(Stored data)
───

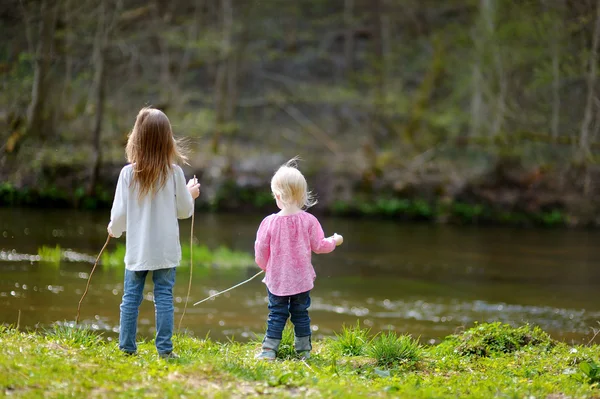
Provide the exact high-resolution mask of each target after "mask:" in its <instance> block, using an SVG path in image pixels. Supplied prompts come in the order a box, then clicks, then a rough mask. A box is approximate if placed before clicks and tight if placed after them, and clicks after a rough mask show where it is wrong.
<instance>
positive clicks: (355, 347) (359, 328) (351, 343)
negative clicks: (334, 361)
mask: <svg viewBox="0 0 600 399" xmlns="http://www.w3.org/2000/svg"><path fill="white" fill-rule="evenodd" d="M369 332H370V329H365V328H360V322H359V321H357V322H356V325H355V326H352V327H347V326H346V325H342V331H341V332H340V333H335V340H334V341H333V343H332V347H333V349H334V350H335V352H337V354H338V355H340V356H361V355H364V353H365V349H366V347H367V344H368V342H369Z"/></svg>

───

## Task item:
Give back the records word for word, without their pictures.

## Answer box:
Provide the exact high-resolution mask of each target after "mask:" in its <instance> block, using an SVG path in image pixels. Supplied prompts come in the order a box, then clicks, then a rough mask. A box is approximate if placed before clicks and tight if placed after them, and clicks after a rough mask show where it is wrong.
<instance>
positive clicks: (355, 347) (359, 328) (351, 343)
negative clicks: (334, 361)
mask: <svg viewBox="0 0 600 399" xmlns="http://www.w3.org/2000/svg"><path fill="white" fill-rule="evenodd" d="M369 332H370V329H365V328H360V322H359V321H357V322H356V325H355V326H352V327H347V326H346V325H342V331H341V332H340V333H335V340H334V341H333V343H332V347H333V349H334V350H335V352H337V354H338V355H340V356H361V355H364V353H365V349H366V347H367V344H368V342H369Z"/></svg>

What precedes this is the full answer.